In the data below, find each line containing the string "night" and return it.

══ Given records ══

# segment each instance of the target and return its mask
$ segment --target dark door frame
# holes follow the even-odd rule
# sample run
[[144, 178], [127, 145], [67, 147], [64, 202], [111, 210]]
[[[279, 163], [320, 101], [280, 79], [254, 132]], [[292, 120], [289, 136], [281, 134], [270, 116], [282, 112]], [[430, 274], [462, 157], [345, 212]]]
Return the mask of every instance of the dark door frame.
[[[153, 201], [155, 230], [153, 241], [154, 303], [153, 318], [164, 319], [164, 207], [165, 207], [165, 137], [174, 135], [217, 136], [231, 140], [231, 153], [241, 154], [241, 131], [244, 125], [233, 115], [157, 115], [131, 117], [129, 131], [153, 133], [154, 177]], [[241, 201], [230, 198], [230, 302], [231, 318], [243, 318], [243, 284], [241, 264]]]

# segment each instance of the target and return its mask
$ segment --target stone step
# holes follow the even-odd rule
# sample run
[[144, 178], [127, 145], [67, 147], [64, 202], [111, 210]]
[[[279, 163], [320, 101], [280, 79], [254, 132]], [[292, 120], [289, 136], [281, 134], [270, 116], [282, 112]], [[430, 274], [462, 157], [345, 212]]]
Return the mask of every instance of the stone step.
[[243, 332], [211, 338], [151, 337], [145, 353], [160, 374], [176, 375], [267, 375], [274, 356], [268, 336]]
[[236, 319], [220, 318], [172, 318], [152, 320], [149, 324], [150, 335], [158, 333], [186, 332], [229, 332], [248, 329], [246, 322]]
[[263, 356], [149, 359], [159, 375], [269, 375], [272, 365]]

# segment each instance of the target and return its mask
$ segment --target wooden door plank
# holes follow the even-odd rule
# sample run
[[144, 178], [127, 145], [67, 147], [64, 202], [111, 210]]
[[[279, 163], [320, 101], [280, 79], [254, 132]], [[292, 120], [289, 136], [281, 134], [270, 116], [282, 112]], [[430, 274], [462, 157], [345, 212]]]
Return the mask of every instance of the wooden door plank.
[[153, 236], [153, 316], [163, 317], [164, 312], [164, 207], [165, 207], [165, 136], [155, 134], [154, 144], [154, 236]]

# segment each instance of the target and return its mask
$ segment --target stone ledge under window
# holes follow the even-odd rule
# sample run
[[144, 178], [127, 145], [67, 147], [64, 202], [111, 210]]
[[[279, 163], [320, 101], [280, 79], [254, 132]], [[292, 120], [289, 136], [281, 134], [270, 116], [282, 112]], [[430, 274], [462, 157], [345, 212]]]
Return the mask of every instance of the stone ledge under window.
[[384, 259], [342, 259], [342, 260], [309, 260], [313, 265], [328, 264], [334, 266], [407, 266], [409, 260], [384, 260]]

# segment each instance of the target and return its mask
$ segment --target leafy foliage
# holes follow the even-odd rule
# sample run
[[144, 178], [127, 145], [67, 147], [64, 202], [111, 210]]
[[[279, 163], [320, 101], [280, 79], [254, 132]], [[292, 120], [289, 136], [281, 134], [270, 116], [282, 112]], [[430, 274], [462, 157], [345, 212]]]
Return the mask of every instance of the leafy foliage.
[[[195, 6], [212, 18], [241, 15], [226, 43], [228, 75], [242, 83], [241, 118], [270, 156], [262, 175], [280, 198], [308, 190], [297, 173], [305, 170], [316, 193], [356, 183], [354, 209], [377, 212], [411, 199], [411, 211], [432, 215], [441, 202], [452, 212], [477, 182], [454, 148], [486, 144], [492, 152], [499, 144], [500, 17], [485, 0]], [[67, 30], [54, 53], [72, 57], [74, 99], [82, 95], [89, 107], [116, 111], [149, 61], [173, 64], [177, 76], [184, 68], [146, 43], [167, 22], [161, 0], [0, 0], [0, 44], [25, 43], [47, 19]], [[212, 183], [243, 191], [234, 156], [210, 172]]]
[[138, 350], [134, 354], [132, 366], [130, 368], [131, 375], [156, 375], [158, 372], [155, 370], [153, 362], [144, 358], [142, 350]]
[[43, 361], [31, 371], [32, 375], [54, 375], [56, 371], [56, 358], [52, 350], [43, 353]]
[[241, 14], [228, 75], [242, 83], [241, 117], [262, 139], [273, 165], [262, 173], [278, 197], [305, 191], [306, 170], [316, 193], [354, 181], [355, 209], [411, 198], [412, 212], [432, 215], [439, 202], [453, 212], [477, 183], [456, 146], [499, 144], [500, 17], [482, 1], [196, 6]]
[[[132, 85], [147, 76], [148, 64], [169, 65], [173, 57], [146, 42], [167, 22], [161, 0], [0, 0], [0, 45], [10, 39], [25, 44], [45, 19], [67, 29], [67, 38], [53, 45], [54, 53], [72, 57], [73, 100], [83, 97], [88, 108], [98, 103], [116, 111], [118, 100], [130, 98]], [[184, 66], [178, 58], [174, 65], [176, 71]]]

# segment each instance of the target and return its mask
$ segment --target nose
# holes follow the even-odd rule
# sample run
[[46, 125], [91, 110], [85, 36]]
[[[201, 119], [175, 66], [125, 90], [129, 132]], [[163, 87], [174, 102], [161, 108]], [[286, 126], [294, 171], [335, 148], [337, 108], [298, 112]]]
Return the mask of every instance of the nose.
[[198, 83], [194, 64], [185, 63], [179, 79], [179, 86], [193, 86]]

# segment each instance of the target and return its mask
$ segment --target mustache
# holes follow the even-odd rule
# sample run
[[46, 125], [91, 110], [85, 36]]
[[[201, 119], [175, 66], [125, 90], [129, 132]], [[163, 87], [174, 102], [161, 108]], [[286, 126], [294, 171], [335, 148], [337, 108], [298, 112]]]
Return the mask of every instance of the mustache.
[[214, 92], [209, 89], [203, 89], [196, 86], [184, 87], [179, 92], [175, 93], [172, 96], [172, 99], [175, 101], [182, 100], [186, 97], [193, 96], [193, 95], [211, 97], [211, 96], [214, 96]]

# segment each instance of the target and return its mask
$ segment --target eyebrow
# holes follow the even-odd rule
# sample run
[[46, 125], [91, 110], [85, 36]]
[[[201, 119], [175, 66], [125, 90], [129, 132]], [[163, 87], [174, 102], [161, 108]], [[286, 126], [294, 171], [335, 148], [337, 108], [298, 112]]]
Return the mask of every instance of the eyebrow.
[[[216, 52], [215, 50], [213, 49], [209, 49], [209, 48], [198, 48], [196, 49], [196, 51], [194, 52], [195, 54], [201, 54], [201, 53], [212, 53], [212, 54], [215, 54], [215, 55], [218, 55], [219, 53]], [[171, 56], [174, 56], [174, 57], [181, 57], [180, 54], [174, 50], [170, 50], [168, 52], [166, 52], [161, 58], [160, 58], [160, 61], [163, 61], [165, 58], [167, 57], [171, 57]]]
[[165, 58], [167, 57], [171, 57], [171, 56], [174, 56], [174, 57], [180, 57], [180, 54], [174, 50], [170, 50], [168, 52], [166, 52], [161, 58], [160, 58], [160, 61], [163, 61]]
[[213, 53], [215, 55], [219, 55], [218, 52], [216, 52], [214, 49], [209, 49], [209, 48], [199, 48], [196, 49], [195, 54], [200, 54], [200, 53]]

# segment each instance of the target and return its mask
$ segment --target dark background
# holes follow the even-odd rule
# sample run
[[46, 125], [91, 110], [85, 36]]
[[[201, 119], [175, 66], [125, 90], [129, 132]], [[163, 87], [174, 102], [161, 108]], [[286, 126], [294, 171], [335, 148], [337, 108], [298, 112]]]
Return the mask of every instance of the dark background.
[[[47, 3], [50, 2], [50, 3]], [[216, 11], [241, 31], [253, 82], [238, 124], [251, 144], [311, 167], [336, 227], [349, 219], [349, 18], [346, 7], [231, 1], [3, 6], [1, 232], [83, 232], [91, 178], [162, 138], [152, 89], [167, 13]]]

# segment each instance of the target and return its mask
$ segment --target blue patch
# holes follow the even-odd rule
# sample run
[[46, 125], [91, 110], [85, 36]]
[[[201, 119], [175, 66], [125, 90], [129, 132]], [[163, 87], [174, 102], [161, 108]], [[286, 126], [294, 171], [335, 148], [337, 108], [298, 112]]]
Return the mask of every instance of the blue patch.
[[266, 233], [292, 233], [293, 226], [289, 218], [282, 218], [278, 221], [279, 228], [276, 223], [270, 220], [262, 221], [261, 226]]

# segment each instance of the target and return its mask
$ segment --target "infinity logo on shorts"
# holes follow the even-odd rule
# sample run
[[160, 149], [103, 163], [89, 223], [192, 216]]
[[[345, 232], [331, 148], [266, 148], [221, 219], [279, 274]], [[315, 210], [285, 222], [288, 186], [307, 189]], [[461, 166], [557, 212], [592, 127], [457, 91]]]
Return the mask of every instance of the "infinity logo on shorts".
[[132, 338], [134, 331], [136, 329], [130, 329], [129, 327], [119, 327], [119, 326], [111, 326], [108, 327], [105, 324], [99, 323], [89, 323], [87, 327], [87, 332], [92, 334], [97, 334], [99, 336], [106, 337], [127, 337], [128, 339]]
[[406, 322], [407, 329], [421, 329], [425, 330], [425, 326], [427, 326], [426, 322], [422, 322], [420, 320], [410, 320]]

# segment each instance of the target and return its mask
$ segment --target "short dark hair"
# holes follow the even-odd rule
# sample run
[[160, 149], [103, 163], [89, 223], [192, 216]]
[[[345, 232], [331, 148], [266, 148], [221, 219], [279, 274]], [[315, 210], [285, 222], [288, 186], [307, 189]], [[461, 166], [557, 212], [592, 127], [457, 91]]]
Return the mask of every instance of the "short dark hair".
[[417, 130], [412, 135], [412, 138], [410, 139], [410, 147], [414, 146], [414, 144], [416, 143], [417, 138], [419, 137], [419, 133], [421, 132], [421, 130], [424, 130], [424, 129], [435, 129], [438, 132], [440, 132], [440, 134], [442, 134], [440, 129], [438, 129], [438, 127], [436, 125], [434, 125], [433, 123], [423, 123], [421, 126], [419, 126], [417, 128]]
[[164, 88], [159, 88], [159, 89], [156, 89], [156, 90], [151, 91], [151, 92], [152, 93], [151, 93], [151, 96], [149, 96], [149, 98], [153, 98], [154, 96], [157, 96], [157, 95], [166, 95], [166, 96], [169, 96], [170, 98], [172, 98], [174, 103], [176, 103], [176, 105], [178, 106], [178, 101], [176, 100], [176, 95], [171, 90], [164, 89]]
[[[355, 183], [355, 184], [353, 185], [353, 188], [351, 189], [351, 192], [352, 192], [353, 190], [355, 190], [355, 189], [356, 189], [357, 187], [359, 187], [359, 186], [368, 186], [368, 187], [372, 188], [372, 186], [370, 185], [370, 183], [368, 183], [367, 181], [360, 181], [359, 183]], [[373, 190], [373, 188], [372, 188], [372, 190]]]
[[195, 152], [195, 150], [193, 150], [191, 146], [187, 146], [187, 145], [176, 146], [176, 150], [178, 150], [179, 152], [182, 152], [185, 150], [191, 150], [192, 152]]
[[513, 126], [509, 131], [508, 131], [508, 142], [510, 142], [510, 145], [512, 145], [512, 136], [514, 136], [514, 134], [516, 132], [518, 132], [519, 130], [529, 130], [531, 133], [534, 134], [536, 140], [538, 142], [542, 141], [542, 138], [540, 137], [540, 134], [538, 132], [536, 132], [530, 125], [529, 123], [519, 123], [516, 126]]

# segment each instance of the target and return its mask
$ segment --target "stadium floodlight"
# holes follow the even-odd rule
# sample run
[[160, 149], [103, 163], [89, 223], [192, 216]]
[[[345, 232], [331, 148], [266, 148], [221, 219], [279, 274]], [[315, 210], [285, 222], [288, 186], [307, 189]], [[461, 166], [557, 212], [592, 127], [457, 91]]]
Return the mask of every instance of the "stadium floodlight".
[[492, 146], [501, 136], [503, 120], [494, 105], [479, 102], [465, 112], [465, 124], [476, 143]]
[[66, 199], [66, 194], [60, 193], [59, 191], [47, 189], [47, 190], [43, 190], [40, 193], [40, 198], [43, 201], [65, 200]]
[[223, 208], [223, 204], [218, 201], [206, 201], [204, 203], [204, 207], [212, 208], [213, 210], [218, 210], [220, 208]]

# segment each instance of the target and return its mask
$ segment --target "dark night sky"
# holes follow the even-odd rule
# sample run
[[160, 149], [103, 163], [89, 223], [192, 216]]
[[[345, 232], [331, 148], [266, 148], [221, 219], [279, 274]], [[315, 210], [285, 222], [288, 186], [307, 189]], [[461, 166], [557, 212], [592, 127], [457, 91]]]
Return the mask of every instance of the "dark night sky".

═══

◆ Exercise response:
$ segment --target "dark night sky"
Return the mask of every instance of the "dark night sky".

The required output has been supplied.